-- BEGIN DOCUMENT TEXT --
We AFFIRM the district court’s denial of the defendants’ motion to dismiss on
the alternative ground that the plaintiff’s individual claims were not rendered
moot by the unaccepted Rule 68 offer because the district court had not entered
judgment against the defendants. We decline to decide whether the plaintiff’s
putative class action claims brought pursuant to Rule 23 of the Federal Rules of
Civil Procedure provided an independent basis for Article III justiciability.
_______________
STEPHEN J. FEARON, JR., Squitieri & Fearon, LLP, New York, NY,
for Plaintiff–Appellee.
HUGH M. RUSS, III, Hodgson Russ LLP, Buffalo, NY,
for Defendants–Appellants.
Adina H. Rosenbaum, Scott L. Nelson, Washington, DC, for Amicus Curiae Public
Citizen, Inc.
_______________
KATZMANN, Chief Judge:
Plaintiff Patrick Tanasi filed a putative class action against the defendants,
First Niagara Financial Group, Inc. and New Alliance Bank. Soon after, the
defendants offered to settle Tanasi’s individual claims pursuant to Rule 68 of the
Federal Rules of Civil Procedure (“Federal Rules”) for an amount greater than
the statutory damages to which Tanasi would have been entitled if successful.
-- END DOCUMENT TEXT --
**REQUIRED ACTIONS**
**a)** Repeat word for word the stretch of the court opinion from "HUGH M. RUSS, III, Hodgson" through "Citizen, Inc.".
**b)** Answer from the court opinion:
(i) Which law firm appears for the plaintiff–appellee?
(ii) Which organization is listed as amicus curiae?
(iii) Under which rule of the Federal Rules of Civil Procedure did the defendants offer to settle Tanasi's individual claims?
-- BEGIN DATA SHOWN --
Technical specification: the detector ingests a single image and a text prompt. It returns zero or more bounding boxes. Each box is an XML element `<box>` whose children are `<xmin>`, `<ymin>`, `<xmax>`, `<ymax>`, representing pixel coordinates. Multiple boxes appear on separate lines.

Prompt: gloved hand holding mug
-- END DATA SHOWN --
-- BEGIN DATA SHOWN --
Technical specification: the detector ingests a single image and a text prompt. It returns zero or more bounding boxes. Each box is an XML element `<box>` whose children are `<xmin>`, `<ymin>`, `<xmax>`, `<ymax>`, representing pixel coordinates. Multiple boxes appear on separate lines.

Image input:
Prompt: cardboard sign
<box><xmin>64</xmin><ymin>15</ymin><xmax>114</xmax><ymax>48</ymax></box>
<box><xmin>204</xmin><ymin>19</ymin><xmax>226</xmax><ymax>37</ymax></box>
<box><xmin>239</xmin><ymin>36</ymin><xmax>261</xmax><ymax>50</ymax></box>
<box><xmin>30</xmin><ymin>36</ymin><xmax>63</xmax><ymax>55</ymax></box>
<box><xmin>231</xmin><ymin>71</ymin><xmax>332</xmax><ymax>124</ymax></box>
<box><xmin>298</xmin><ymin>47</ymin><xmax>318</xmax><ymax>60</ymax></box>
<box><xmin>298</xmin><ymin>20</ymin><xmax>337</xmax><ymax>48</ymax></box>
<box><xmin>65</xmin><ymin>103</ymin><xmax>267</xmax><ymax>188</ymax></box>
-- END DATA SHOWN --
**THE RESULTS**
**a)**
HUGH M. RUSS, III, Hodgson Russ LLP, Buffalo, NY,
for Defendants–Appellants.
Adina H. Rosenbaum, Scott L. Nelson, Washington, DC, for Amicus Curiae Public
Citizen, Inc.

**b)**
(i) Squitieri & Fearon, LLP
(ii) Public Citizen, Inc.
(iii) Rule 68